▶ **EXTRACTED INFORMATION**

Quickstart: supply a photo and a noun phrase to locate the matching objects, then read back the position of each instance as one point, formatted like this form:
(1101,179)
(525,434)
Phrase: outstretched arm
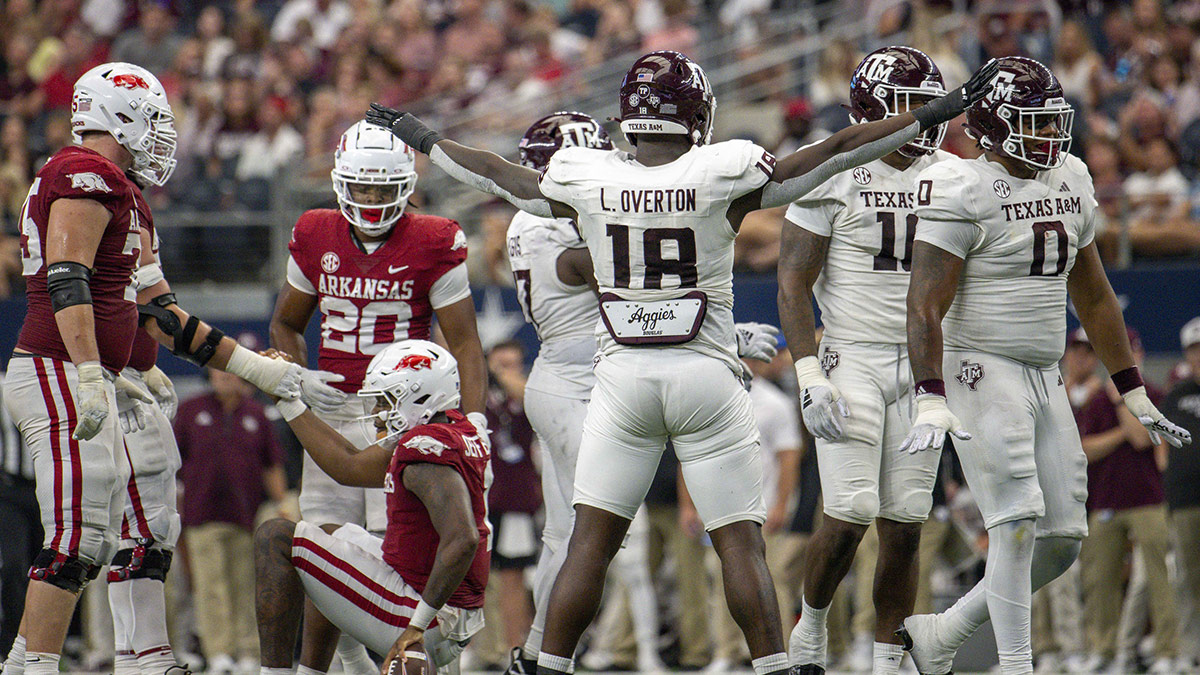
(1101,316)
(484,171)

▶ **GIVEN PROBLEM**
Quote the records above word for word, omitting the pictures.

▶ **ANSWER TO THIS EXERCISE**
Quickstart: supply a photo and a noun phrase to locate the matching objects, then read back the position of each instance as one point, formatted like this form:
(1101,179)
(525,434)
Phrase: outstretched arm
(1101,316)
(484,171)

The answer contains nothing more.